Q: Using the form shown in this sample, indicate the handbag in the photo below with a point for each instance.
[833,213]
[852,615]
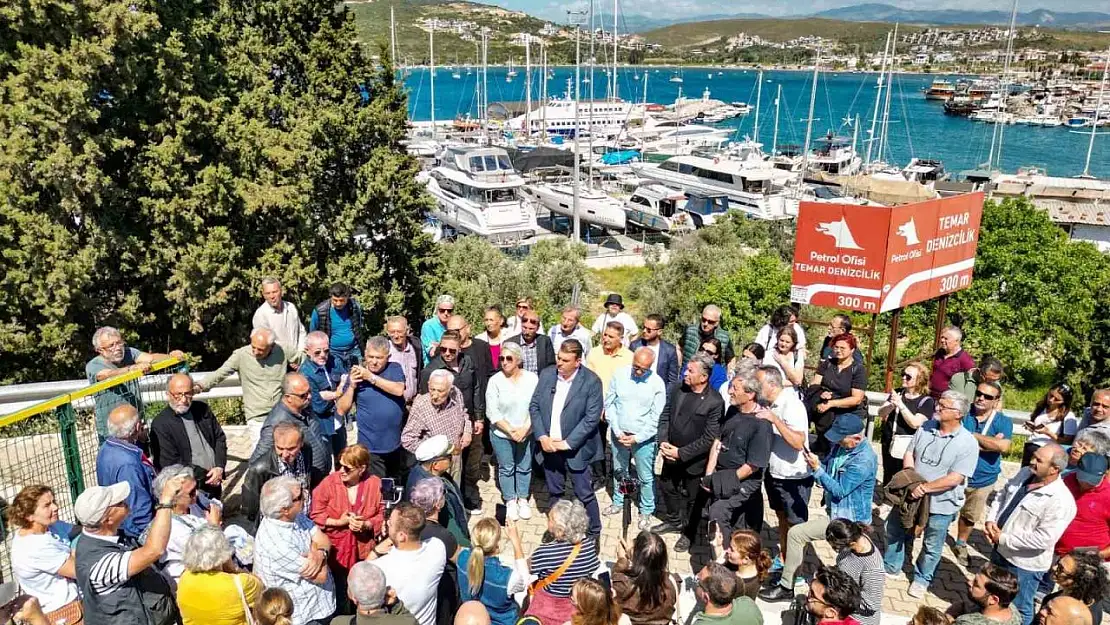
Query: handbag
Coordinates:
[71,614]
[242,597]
* * *
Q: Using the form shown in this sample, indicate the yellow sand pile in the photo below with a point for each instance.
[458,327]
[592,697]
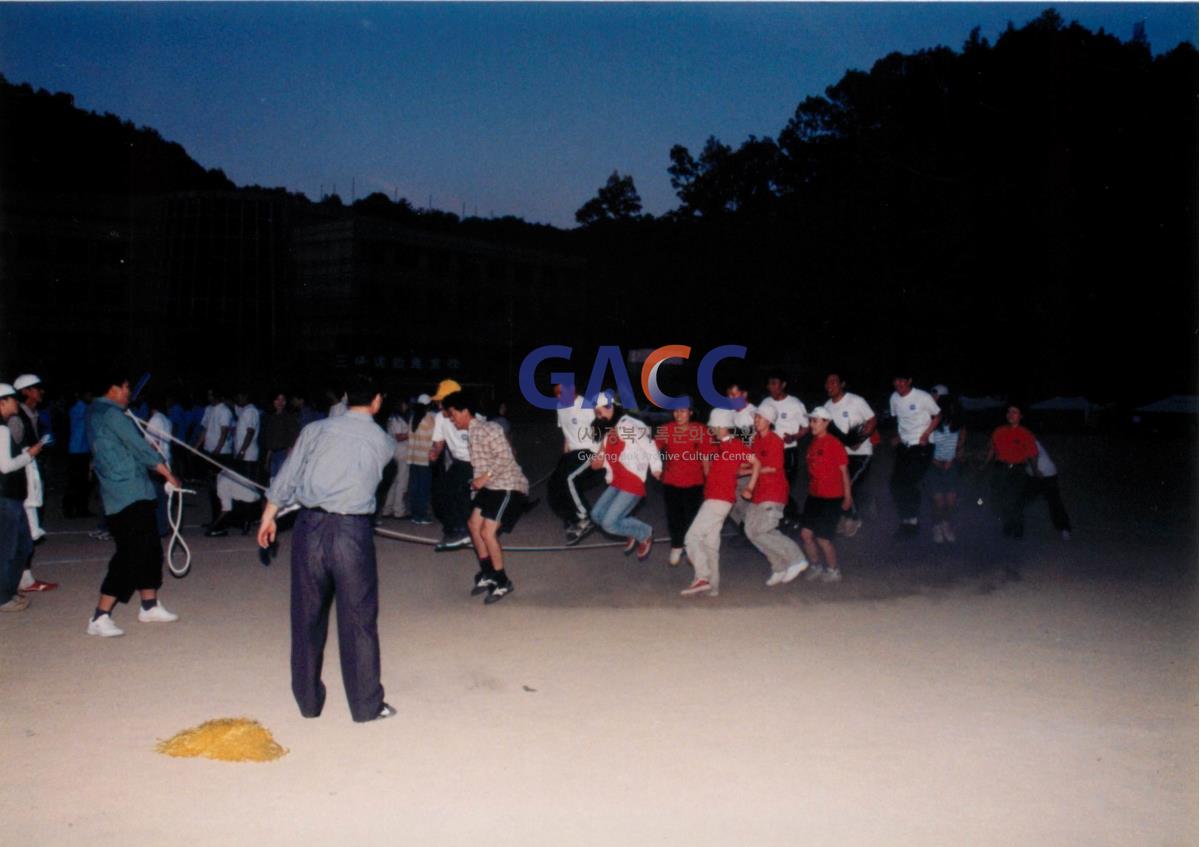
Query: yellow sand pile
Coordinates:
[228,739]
...
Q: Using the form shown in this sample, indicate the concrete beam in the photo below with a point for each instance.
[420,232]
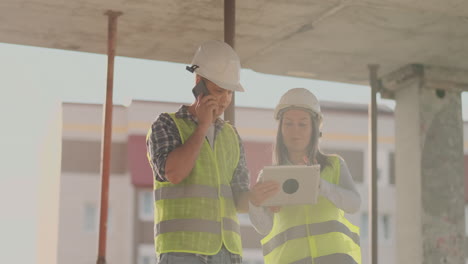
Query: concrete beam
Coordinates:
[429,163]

(What is expected) Each line from the material above that mentions the word "yellow" needs to be copied.

(Response to the task)
Q: Using the form shown in this sample, indicate the yellow sand pile in the photo below with a point for each instance.
Query: yellow sand pile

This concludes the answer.